Required action =>
Find the string "target" in the entries and copy each line that has it.

(Working data Opens)

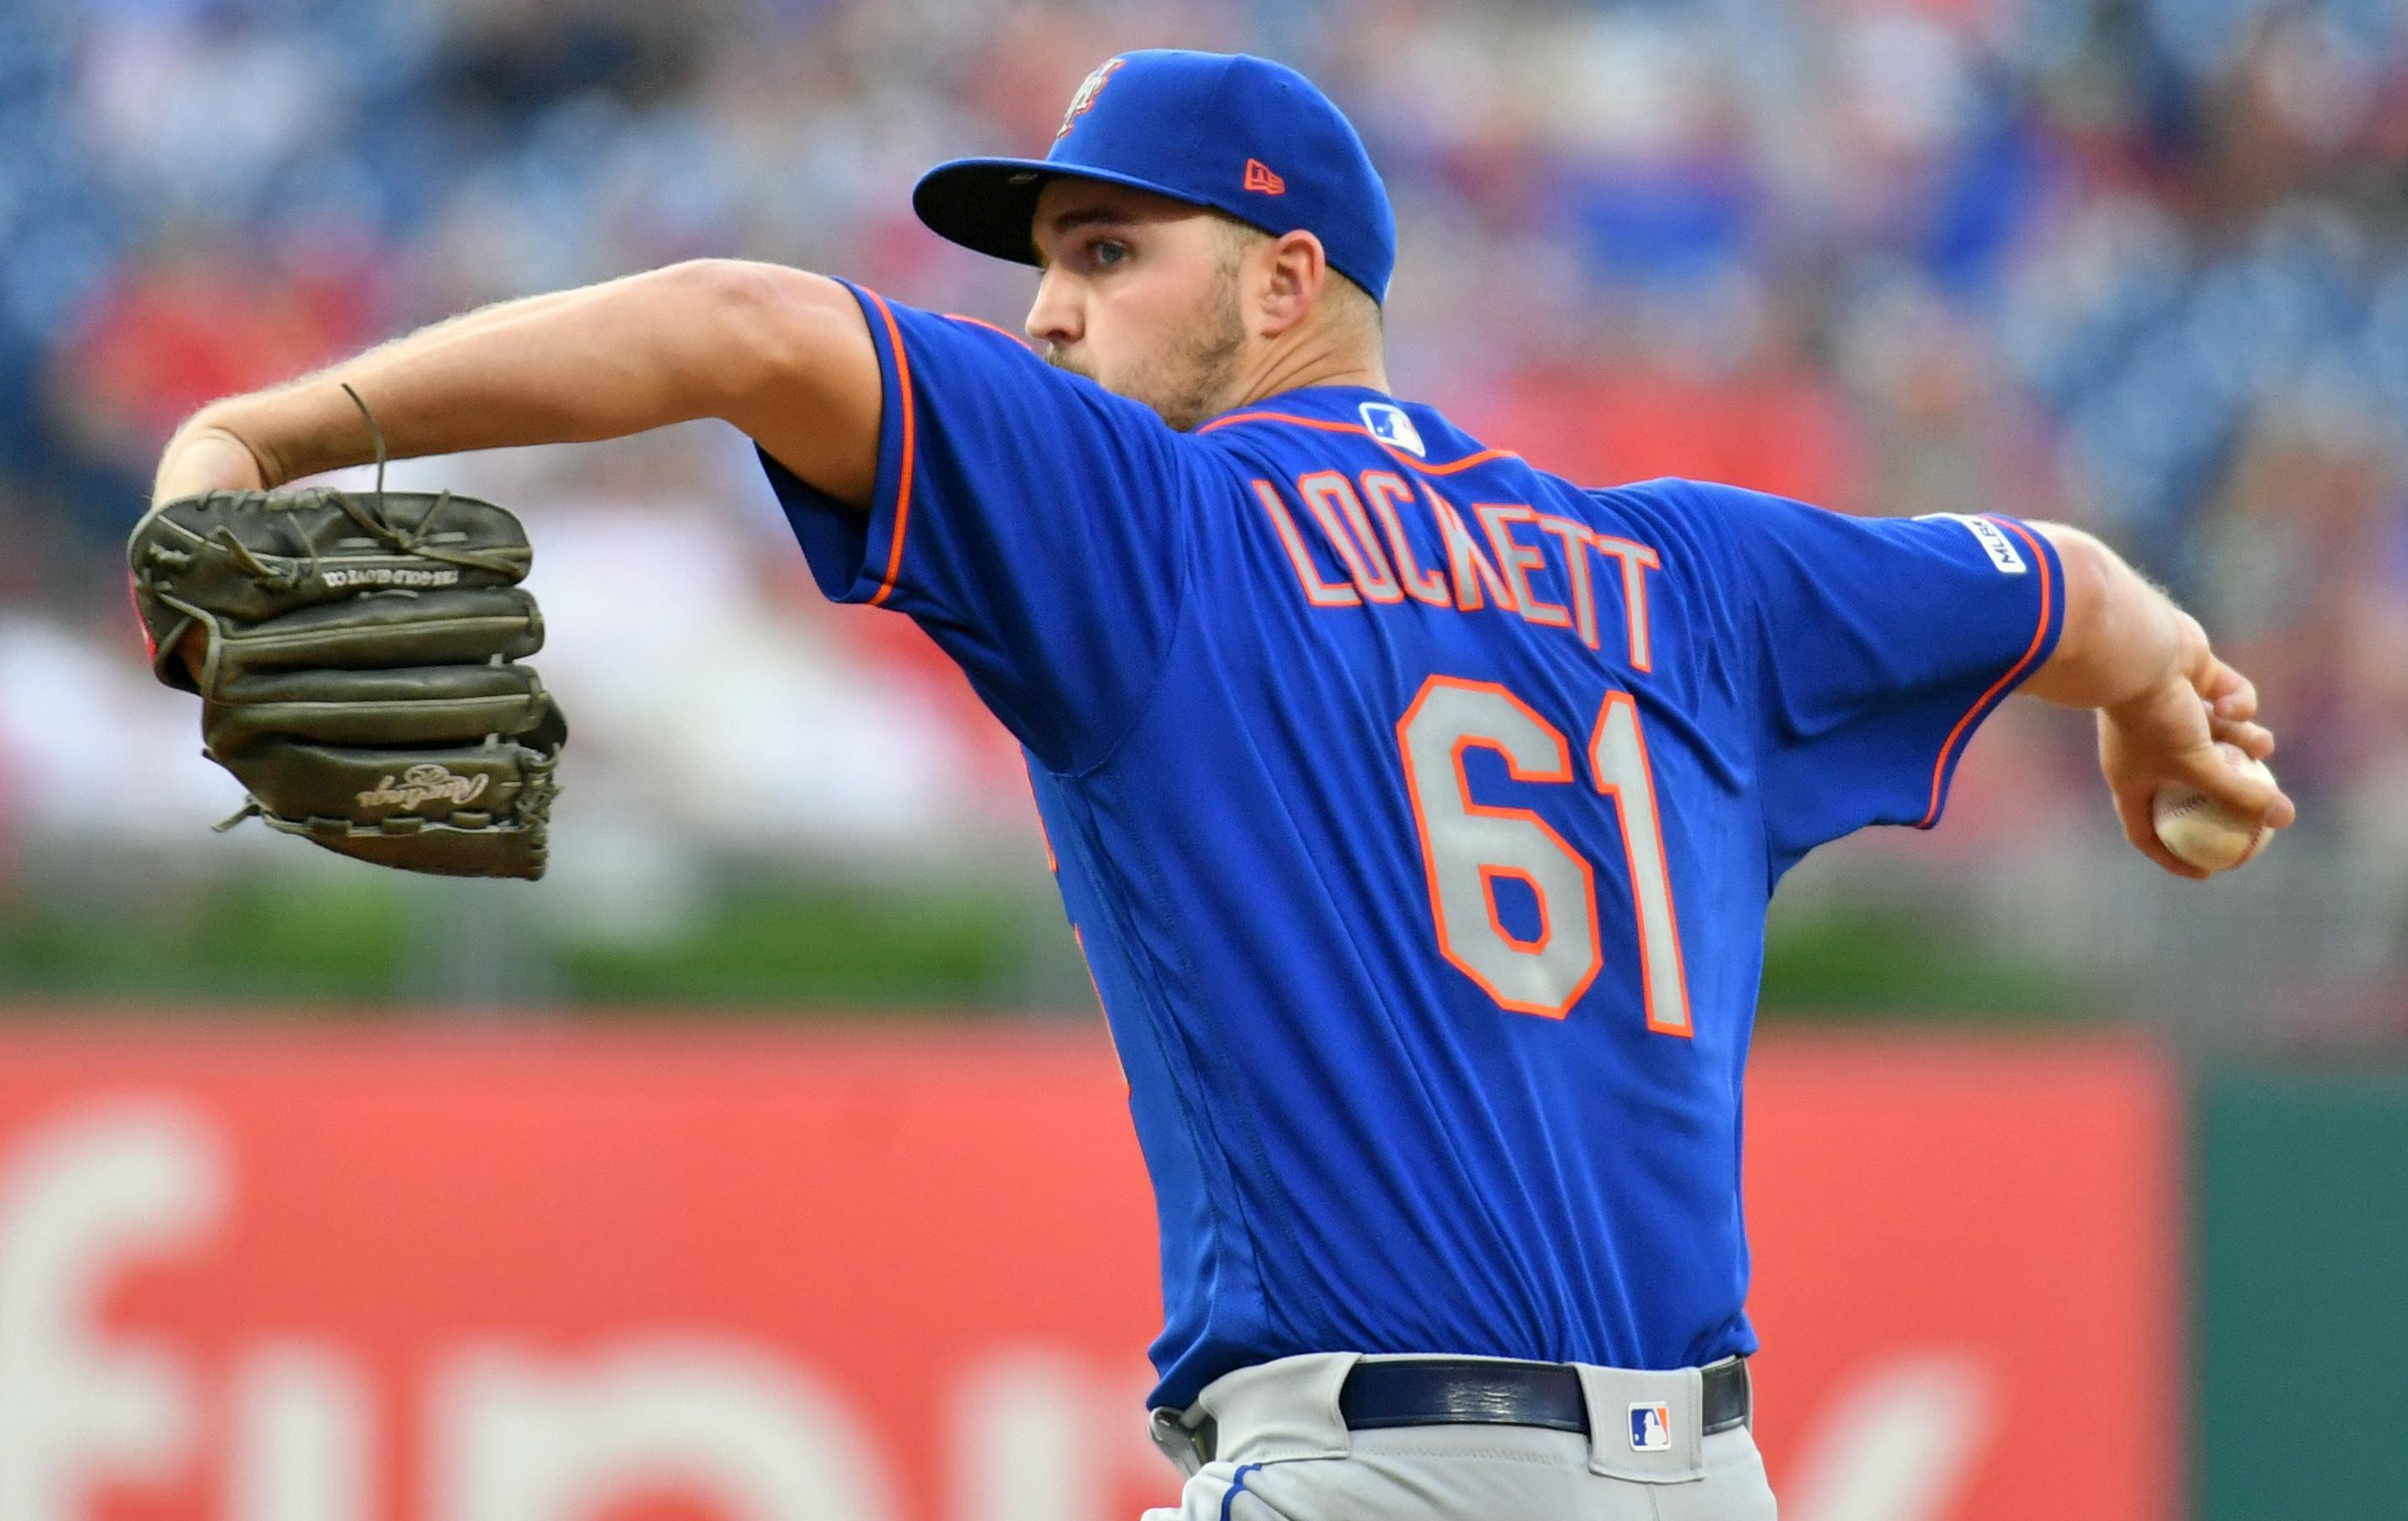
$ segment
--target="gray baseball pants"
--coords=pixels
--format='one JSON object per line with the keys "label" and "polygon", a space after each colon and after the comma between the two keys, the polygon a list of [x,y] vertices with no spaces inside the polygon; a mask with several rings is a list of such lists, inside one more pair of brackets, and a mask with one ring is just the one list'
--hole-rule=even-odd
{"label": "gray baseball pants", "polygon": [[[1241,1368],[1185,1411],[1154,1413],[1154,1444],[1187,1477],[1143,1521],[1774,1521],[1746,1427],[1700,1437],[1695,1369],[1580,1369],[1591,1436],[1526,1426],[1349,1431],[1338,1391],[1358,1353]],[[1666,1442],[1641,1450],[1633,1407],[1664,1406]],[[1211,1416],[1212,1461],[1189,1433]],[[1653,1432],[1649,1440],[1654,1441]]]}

(Working data Closes)
(Working data Opens)

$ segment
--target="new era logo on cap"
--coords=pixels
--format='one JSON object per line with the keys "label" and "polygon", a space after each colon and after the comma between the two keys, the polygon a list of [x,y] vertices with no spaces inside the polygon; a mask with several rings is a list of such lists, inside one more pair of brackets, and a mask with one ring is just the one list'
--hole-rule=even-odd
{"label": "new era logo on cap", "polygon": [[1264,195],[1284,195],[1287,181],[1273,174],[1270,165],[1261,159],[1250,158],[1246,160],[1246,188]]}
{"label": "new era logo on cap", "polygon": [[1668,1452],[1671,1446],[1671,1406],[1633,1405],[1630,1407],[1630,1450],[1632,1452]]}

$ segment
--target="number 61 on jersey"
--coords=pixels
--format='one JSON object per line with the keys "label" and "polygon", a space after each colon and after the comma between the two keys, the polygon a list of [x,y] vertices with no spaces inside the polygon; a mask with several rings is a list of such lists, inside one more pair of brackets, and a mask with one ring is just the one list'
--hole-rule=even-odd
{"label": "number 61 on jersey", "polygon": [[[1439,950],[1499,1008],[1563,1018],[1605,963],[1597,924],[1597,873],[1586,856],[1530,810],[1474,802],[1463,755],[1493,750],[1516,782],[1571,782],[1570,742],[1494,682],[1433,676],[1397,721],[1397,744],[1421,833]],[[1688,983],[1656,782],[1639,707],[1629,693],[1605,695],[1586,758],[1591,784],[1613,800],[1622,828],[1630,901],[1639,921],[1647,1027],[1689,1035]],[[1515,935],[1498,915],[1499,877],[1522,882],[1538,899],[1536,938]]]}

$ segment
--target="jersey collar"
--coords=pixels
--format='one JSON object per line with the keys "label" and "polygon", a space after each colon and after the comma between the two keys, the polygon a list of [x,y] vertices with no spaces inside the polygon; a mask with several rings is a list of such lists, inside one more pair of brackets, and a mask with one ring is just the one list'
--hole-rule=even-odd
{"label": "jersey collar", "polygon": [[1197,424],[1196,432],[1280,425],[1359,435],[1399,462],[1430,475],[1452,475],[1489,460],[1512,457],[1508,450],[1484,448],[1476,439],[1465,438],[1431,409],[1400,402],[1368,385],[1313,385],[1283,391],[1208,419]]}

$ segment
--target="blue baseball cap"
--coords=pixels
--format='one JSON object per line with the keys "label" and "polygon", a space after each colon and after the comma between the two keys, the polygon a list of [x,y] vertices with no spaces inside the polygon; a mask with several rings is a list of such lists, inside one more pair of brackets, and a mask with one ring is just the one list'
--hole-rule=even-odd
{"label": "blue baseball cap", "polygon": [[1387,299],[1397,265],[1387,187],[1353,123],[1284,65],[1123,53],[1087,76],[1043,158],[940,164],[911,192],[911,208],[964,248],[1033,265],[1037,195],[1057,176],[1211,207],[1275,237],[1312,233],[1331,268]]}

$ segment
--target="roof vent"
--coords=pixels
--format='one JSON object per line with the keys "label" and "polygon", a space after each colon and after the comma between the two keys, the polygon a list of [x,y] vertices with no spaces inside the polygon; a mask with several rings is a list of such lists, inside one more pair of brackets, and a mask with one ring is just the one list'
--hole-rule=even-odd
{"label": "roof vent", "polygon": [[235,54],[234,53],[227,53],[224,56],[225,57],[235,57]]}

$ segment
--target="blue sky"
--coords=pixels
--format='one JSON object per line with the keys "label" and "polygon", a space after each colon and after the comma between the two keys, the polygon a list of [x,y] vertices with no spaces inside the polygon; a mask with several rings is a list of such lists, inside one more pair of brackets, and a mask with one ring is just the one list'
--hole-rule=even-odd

(Working data Closes)
(Working data Opens)

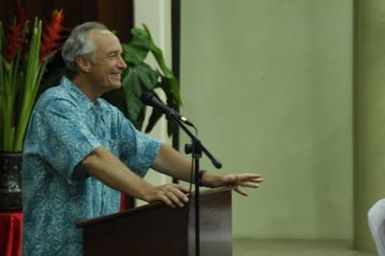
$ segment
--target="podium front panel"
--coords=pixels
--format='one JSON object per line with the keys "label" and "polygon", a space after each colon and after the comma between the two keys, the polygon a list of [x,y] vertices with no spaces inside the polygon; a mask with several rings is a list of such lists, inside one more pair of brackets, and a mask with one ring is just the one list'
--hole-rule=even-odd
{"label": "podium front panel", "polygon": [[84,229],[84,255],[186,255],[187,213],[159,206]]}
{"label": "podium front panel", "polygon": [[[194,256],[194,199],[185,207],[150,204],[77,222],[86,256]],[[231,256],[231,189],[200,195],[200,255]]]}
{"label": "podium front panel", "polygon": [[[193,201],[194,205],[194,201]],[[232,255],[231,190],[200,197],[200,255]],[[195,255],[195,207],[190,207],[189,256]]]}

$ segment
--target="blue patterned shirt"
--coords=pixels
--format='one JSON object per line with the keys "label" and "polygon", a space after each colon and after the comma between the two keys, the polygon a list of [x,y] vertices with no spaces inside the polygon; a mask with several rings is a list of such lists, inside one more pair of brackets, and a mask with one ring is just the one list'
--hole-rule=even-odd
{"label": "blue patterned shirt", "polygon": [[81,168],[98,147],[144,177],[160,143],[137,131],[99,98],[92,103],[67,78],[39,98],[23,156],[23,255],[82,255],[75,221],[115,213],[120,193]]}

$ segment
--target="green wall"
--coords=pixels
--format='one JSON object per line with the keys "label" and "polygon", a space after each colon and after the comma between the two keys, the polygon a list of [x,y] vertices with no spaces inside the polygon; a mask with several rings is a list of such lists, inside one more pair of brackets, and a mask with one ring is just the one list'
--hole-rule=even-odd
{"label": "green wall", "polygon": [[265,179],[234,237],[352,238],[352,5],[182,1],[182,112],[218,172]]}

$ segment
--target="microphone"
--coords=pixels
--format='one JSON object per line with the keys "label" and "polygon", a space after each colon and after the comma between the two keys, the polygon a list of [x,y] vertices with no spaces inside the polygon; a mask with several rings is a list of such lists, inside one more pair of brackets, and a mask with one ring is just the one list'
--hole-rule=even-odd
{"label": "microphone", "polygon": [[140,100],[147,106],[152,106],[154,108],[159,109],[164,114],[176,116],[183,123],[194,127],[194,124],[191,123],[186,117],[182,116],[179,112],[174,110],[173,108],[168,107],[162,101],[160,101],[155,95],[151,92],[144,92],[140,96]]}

(Working data Closes)

Solution for this problem =>
--target="gray baseball pants"
--target="new era logo on cap"
--target="number 61 on jersey"
--target="jersey collar"
--target="blue baseball cap"
--target="roof vent"
--target="blue sky"
--target="podium front panel"
--target="blue patterned shirt"
--target="green wall"
--target="microphone"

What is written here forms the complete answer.